**Written instruction**
Copy out, word for word, the stretch of the data below from the line containing "Each instance of the large" through the line containing "Each instance of the water", including both of those lines.

** begin Records for this task **

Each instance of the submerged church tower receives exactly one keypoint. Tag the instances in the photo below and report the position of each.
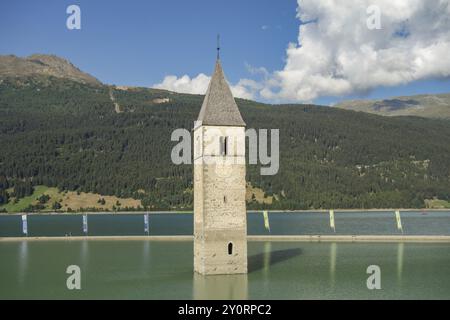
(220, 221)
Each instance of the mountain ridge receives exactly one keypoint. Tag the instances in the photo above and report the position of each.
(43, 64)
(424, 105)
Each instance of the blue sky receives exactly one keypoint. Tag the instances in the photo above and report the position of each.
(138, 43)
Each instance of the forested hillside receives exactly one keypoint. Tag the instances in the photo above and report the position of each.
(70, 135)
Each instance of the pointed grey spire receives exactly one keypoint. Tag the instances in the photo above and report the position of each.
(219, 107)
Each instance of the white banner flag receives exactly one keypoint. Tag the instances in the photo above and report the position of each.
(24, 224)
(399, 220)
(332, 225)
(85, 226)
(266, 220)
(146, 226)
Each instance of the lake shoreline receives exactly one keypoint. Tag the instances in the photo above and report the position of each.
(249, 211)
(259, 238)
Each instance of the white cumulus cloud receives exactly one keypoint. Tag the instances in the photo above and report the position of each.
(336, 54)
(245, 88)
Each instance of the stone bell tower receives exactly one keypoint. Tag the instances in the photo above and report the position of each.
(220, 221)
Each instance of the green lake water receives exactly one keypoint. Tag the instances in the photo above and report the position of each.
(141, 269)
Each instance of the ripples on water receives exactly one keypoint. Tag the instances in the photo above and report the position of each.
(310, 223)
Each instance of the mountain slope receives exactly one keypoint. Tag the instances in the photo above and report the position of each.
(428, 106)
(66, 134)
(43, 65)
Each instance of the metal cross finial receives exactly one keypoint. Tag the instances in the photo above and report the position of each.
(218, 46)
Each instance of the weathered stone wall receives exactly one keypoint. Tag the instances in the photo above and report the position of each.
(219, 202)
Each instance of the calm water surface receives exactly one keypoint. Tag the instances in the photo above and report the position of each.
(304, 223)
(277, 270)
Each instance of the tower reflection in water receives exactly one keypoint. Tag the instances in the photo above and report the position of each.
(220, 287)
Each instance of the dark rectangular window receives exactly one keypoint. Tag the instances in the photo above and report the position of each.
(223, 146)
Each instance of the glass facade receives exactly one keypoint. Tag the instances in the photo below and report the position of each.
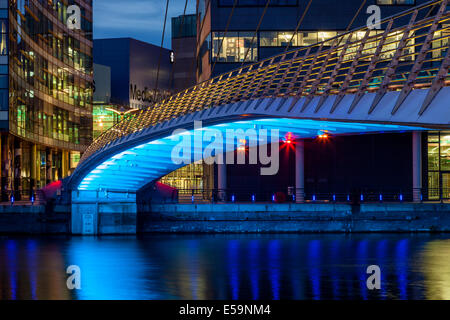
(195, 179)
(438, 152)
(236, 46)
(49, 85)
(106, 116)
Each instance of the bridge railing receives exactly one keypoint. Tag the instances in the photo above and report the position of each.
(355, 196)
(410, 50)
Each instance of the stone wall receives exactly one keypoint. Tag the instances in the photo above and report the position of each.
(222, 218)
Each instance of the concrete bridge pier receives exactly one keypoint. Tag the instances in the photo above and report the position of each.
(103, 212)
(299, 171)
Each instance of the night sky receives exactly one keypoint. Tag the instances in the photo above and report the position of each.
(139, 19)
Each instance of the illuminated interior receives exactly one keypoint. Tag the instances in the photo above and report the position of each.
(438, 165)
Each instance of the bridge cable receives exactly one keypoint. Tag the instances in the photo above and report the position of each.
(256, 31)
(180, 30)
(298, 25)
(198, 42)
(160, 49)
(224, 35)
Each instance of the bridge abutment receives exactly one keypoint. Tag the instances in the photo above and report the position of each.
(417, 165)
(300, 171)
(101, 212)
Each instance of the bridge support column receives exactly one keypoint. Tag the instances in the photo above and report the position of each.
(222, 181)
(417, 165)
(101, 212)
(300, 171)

** end Records for this task **
** begin Records for this task **

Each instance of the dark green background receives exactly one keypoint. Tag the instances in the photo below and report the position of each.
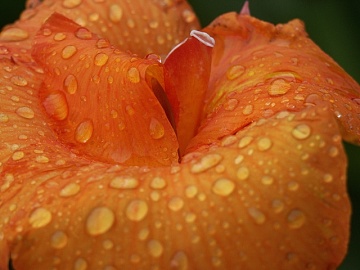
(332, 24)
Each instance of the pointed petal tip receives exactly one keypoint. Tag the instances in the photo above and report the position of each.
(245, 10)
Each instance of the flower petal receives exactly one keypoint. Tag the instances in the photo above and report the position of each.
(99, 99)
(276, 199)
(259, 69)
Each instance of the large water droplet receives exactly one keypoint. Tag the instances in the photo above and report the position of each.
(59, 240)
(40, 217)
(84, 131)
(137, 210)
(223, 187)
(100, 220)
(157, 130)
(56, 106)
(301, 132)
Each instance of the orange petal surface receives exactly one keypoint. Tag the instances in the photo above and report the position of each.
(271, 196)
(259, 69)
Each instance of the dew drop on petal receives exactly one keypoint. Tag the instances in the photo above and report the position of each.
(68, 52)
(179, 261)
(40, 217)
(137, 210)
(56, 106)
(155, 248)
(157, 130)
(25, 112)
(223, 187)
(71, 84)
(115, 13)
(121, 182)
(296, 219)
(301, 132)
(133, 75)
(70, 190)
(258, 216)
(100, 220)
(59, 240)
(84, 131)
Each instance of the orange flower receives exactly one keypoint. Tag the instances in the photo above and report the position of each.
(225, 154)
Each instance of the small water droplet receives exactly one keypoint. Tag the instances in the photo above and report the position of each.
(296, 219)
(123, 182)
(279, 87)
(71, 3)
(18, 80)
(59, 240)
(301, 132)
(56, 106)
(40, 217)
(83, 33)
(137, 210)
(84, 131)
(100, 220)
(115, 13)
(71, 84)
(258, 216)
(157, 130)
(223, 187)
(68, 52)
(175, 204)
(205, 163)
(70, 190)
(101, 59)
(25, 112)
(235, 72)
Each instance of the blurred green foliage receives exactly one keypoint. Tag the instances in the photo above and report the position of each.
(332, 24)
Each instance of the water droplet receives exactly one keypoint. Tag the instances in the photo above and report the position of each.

** end Records for this task **

**Solution to the exercise**
Each instance of the large water droplet receives exactly one keypoint. Tag the instances in the photo above and report the position of each.
(59, 240)
(40, 217)
(84, 131)
(137, 210)
(223, 187)
(100, 220)
(157, 130)
(56, 106)
(301, 132)
Each instance of the orange petal surface receives exactly one keypoint. Tag the instances in the photo above and report the position of each.
(271, 196)
(259, 69)
Each instance of the dew drop on petal receives exactly one keypoint. Tag the instances in the photo above and report the position of each.
(68, 52)
(179, 261)
(40, 217)
(137, 210)
(56, 106)
(155, 248)
(157, 130)
(25, 112)
(223, 187)
(71, 84)
(115, 13)
(121, 182)
(296, 219)
(301, 132)
(133, 75)
(70, 190)
(258, 216)
(100, 220)
(59, 240)
(84, 131)
Each instance of the orange flower receives exactly one keypoint. Tag the instances in the photo above and report the position of each.
(225, 154)
Each instance of the small water droplet receives exactly one keypoint. Tag the instances in the photo above and report the position of each.
(296, 219)
(123, 182)
(279, 87)
(71, 3)
(18, 80)
(59, 240)
(301, 132)
(56, 106)
(40, 217)
(83, 33)
(137, 210)
(84, 131)
(100, 220)
(115, 13)
(71, 84)
(258, 216)
(157, 130)
(223, 187)
(68, 52)
(175, 204)
(205, 163)
(70, 190)
(101, 59)
(25, 112)
(235, 72)
Each instance of the blurred green foliage receives exactly one keypoint. Tag the instances in the photo above and report the position of each.
(332, 24)
Each instance of the water droplet receives exactly one keypoint. Tag the instances in the photo above and report the position of each.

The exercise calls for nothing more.